● Requirement A:
Using the Prometheus Rising post, mark each statement yes or no and quote the words of the post that decide it: (i) The writer was born in Brooklyn. (ii) Wilson's early article appeared in Krassner's Realist. (iii) The writer committed apostasy at age nine.
● Requirement B:
Answer from the Prometheus Rising post, one line each:
(i) Who wrote the post?
(ii) Which week of the discussion group is it for?
(iii) Whom did Wilson eventually stumble upon after Atheism and Marxism?

● Page text:
· · · ·
Prometheus Rising discussion/exercise group, Week Twenty

 


By Apuleius Charlton
Special guest blogger

Chapter One: NoboBob

It seems significant to me that Wilson chose to end the first chapter summarizing the wild notions that can become reality amidst the machinations of the Thinker and the Prover, specifically “something as remarkable as the notion that there is a gaseous vertebrate of astronomical heft (“GOD”) who will spend all eternity torturing people who do not believe in his religion.” 

While I’ve talked about the specific article in depth in previous reading groups, it is worth mentioning once more that Wilson began his career with a clever bit of juvenile humor asking just how large is God’s willy. Published in Krassner’s Realist, the article was a clever subversion of the logical arguments made by Catholic scholars to prove the existence of God Almighty. Wilson never seemed to cotton to the idea of the Abrahamic God. 

I think one of the reasons I came so readily to Wilson was his intense dislike of Christianity. I can relate; Wilson was born in the suffocating society of Irish Catholics in Brooklyn during the 1930s and I was born in a small town in the Mid-Ohio Valley amongst a contentious and ever expanding number of Protestant churches during what might have well have been the 1930s. Being curious and being raised in a religious society rarely turn out well. (And, if I may be so bold, I think being decently compassionate didn’t help either of us.) I believe Wilson gives us his approximate age when he finally had it with the religion of his parents but I can’t remember it -- he tells us he went on to Atheism, Marxism before eventually stumbling upon Korzybski which seemed to be his original passport into the life of the mind. I was nine when I committed what I would later learn, and relish, was the sin of apostasy.
· · · ·
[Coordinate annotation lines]
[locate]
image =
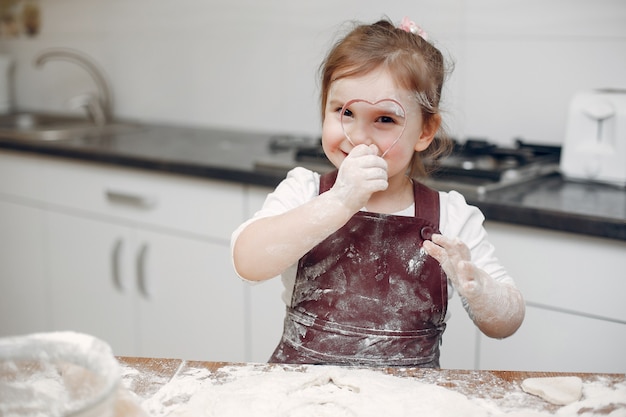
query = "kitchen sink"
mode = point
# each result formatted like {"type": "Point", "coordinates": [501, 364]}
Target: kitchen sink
{"type": "Point", "coordinates": [40, 126]}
· · · ·
● Task solution A:
(i) No: "I was born in a small town in the Mid-Ohio Valley"
(ii) Yes: "Published in Krassner’s Realist"
(iii) Yes: "I was nine when I committed what I would later learn, and relish, was the sin of apostasy."

● Task solution B:
(i) Apuleius Charlton
(ii) Week Twenty
(iii) Korzybski